*TÂCHE À TRAITER*:
Extrayez toutes les lignes des données ci-dessous et recopiez-les, s'il vous plaît, sans en changer un seul caractère.

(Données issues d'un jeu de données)
+ + + + +

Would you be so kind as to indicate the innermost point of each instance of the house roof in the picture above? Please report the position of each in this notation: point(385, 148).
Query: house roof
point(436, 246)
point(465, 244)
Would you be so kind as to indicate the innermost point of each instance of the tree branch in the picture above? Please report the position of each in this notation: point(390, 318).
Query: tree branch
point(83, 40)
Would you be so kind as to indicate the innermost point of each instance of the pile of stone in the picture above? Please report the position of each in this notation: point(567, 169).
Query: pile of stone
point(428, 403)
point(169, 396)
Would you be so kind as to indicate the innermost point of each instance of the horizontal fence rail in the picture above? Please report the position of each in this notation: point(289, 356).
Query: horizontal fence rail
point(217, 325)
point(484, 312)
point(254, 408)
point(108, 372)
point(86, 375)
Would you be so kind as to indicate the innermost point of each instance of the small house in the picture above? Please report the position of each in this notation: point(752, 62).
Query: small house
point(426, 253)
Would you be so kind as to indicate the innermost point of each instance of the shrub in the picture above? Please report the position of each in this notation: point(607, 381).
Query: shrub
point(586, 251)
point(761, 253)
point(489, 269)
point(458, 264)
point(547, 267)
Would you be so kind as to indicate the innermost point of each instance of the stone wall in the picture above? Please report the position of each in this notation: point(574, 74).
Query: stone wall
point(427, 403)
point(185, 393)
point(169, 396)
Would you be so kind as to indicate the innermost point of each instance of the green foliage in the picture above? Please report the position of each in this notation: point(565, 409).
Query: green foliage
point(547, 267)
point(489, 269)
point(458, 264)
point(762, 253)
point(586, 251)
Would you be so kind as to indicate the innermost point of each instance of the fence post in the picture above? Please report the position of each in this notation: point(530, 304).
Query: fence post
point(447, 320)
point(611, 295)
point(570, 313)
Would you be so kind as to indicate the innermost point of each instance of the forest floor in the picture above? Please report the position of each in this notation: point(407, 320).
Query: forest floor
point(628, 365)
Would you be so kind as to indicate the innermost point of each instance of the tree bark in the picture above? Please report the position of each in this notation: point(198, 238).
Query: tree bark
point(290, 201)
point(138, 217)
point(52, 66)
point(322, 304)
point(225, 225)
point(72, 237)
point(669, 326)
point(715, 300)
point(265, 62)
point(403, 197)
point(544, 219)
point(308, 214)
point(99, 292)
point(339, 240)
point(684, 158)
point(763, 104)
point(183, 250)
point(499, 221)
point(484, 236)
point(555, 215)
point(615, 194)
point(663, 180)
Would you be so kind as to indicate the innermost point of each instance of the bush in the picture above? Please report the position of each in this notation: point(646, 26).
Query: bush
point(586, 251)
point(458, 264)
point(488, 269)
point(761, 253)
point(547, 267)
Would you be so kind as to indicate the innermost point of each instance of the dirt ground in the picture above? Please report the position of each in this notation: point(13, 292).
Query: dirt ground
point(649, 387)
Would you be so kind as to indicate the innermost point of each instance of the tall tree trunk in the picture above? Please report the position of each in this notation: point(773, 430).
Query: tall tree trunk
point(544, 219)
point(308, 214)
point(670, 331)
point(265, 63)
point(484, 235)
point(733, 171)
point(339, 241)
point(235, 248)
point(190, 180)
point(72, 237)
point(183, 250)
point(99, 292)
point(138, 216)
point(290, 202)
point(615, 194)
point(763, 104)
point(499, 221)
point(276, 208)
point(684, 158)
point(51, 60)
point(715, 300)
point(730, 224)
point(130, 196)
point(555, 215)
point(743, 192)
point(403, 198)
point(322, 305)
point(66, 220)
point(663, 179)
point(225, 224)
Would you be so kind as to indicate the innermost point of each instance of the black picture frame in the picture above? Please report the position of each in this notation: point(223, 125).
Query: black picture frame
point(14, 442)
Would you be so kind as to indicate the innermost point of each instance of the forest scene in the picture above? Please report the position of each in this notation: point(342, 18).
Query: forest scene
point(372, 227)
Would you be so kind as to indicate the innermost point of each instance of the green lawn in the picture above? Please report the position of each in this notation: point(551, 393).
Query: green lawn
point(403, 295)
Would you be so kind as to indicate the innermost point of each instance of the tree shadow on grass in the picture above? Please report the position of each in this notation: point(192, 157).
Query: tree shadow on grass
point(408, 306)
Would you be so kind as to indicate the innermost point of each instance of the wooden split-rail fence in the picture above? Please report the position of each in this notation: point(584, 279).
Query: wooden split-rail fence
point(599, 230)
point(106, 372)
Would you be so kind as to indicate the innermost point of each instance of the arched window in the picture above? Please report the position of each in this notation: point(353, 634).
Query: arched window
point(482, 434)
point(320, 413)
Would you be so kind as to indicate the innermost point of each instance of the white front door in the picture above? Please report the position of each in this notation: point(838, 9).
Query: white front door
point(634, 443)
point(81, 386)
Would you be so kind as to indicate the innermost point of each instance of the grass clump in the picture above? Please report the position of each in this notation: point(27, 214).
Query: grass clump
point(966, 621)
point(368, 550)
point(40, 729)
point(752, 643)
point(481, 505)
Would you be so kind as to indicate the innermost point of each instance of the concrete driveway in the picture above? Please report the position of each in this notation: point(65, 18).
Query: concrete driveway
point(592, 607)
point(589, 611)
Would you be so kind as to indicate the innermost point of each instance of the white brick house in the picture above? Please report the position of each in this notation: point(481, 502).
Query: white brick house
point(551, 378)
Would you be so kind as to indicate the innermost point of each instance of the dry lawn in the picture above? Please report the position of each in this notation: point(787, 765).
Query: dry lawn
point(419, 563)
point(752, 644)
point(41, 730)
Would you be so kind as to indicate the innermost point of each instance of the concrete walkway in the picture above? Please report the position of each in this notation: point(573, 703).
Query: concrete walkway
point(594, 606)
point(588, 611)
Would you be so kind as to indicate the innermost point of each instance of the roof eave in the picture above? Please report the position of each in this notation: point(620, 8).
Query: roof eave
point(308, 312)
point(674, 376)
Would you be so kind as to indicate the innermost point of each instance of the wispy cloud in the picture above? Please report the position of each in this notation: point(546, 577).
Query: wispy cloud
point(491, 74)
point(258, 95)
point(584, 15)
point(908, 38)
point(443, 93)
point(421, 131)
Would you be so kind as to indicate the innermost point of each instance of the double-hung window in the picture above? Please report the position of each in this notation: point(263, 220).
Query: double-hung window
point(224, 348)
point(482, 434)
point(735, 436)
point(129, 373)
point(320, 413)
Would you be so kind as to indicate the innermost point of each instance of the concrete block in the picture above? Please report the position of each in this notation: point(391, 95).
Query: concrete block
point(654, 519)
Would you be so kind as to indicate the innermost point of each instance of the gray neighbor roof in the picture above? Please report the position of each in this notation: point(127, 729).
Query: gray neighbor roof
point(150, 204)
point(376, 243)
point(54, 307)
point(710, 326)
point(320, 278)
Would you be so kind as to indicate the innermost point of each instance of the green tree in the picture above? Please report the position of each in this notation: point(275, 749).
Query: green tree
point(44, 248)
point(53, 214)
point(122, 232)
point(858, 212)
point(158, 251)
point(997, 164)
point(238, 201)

+ + + + +

*RÉSULTAT COMPLET*:
Would you be so kind as to indicate the innermost point of each instance of the house roof in the picture above? Please report the position of each in this notation: point(385, 148).
Query: house roof
point(436, 246)
point(465, 244)
Would you be so kind as to indicate the innermost point of each instance of the tree branch in the picture above? Please report the position of each in this notation: point(390, 318).
Query: tree branch
point(83, 40)
Would you be so kind as to indicate the innermost point of each instance of the pile of stone in the picture above? Please report the position of each in this notation: point(567, 169).
Query: pile of stone
point(428, 403)
point(169, 396)
Would you be so kind as to indicate the innermost point of each instance of the horizontal fence rail in the picture above? Please report the position of each in this notation: point(289, 356).
Query: horizontal fence rail
point(217, 325)
point(484, 312)
point(254, 408)
point(108, 372)
point(86, 375)
Would you be so kind as to indicate the innermost point of each instance of the small house in the picture above? Please report the position of each in this notation: point(752, 62).
Query: small house
point(426, 253)
Would you be so kind as to indicate the innermost point of each instance of the shrub in the picture above? Please report the position of each in this notation: point(607, 381).
Query: shrub
point(586, 251)
point(761, 253)
point(489, 269)
point(458, 264)
point(547, 267)
Would you be so kind as to indicate the innermost point of each instance of the stone wall in the picture above? Please report the position of each in this notation: point(574, 74).
Query: stone wall
point(427, 403)
point(185, 393)
point(169, 396)
Would you be so kind as to indicate the innermost point of each instance of the green foliage in the picture above? Please report the position of each in this notation: point(565, 409).
Query: green foliage
point(547, 267)
point(489, 269)
point(458, 264)
point(762, 253)
point(586, 251)
Would you be so kind as to indicate the innermost point of each instance of the fence post in the picture above? Please report the position of each in this notation: point(530, 304).
Query: fence post
point(447, 320)
point(611, 295)
point(570, 313)
Would you be so kind as to indicate the innermost point of each instance of the forest floor in the picture above? Please report the position of each in this notation: point(407, 320).
Query: forest floor
point(628, 365)
Would you be so kind as to indicate the innermost point of each instance of the tree bark in the picture above? Please report the position of each in this notation: point(198, 238).
Query: tree bark
point(290, 201)
point(138, 217)
point(52, 66)
point(322, 304)
point(225, 225)
point(72, 237)
point(669, 326)
point(715, 300)
point(265, 62)
point(403, 197)
point(544, 219)
point(308, 214)
point(99, 292)
point(339, 240)
point(684, 158)
point(763, 104)
point(183, 250)
point(499, 221)
point(484, 236)
point(555, 215)
point(615, 194)
point(663, 180)
Would you be so kind as to indicate the innermost point of each instance of the bush in the picture above? Please report the position of each in this notation: point(646, 26).
Query: bush
point(586, 251)
point(458, 264)
point(488, 269)
point(761, 253)
point(547, 267)
Would you be so kind as to indicate the innermost point of each instance of the dirt ground in the picture above? Please report the position of each in this notation: point(13, 292).
Query: dirt ground
point(649, 387)
Would you be so kind as to indicate the innermost point of each instance of the tall tree trunk in the picture above? Please report the position of each in this notation: point(773, 430).
Query: tall tree trunk
point(544, 219)
point(308, 214)
point(670, 331)
point(265, 63)
point(484, 235)
point(733, 171)
point(339, 241)
point(235, 248)
point(190, 180)
point(72, 237)
point(183, 250)
point(99, 292)
point(138, 216)
point(290, 202)
point(615, 194)
point(763, 104)
point(499, 221)
point(276, 208)
point(684, 158)
point(51, 60)
point(715, 300)
point(730, 224)
point(130, 196)
point(555, 215)
point(743, 192)
point(403, 198)
point(322, 305)
point(66, 220)
point(663, 179)
point(225, 224)
Would you be so kind as to indicate the innermost point of each instance of the black picture frame in the picture above? Please report the position of each in this notation: point(223, 125).
Query: black picture frame
point(14, 442)
Would you be so kind as to indicate the innermost point of each instance of the forest scene in the picture above? Please report the position of each in this notation: point(342, 18).
Query: forest scene
point(372, 227)
Would you be so kind as to indicate the innermost point of each instance of the green lawn in the picture above? Please report the position of each in this notation: point(551, 393).
Query: green lawn
point(403, 295)
Would you be so kind as to indicate the innermost point of each instance of the tree shadow on grass in the picture above? Please report the position of each in this notation: point(192, 157).
Query: tree shadow on grass
point(408, 306)
Would you be so kind as to indicate the innermost point of each instance of the wooden split-rail fence in the picture above? Please report the position of each in this notation: point(584, 279).
Query: wooden split-rail fence
point(599, 230)
point(106, 372)
Would you be so kind as to indicate the innermost point of each instance of the arched window in the picture above? Please report the position of each in this notation: point(353, 634).
Query: arched window
point(482, 434)
point(320, 413)
Would you be so kind as to indicate the innermost point of each instance of the white front door in the picture above? Please report the position of each in this notation: point(838, 9).
Query: white front door
point(634, 443)
point(81, 386)
Would you be so kind as to indicate the innermost point of each instance of the grass clump in the picture above? Please report the position of each in this notation: point(27, 214).
Query: grass clump
point(966, 621)
point(368, 550)
point(40, 729)
point(752, 643)
point(481, 505)
Would you be so kind as to indicate the innermost point of each instance of the concrete driveway in the picture above? Please report the position of each in this notation: point(65, 18).
Query: concrete driveway
point(592, 607)
point(589, 611)
Would you be so kind as to indicate the innermost point of each instance of the white brick house in the picture above? Please report the position of each in this notation: point(481, 502).
Query: white brick house
point(551, 378)
Would you be so kind as to indicate the innermost point of each instance of the dry lawn in the picture above? Please report the position of each in this notation: point(787, 765).
Query: dry lawn
point(419, 563)
point(752, 644)
point(41, 730)
Would you be so kind as to indicate the innermost point of each instance of the concrete walkway in the picture above? Please report the position of each in this notation: point(573, 703).
Query: concrete walkway
point(594, 606)
point(588, 611)
Would you be so kind as to indicate the innermost point of each instance of the roof eave in the picture above? Please report the position of each in this notation: point(620, 8).
Query: roof eave
point(308, 312)
point(674, 376)
Would you be so kind as to indicate the innermost point of each instance of the wispy cloud in the picture above? Please report the position of each in this notation: point(546, 577).
Query: wispy cloud
point(491, 74)
point(258, 95)
point(584, 15)
point(908, 38)
point(443, 93)
point(421, 131)
Would you be so kind as to indicate the innermost point of each instance of the double-hung window in the picture above? Please report the position of each in this notation: point(263, 220).
Query: double-hung window
point(224, 348)
point(482, 434)
point(735, 436)
point(129, 373)
point(320, 413)
Would you be so kind as to indicate the innermost point of each instance of the concrete block in the picture above? Please report the position of each in this notation: point(391, 95).
Query: concrete block
point(654, 519)
Would you be so kind as to indicate the innermost point of each instance of the gray neighbor roof in the picture above? Please report the position of each in this notation: point(127, 729).
Query: gray neighbor roof
point(150, 204)
point(376, 243)
point(54, 307)
point(710, 326)
point(320, 278)
Would you be so kind as to indicate the innermost point of each instance of the green tree in the picture above? Please report the position of each in this notation: point(275, 749).
Query: green tree
point(44, 248)
point(53, 214)
point(122, 232)
point(858, 212)
point(158, 251)
point(997, 164)
point(238, 201)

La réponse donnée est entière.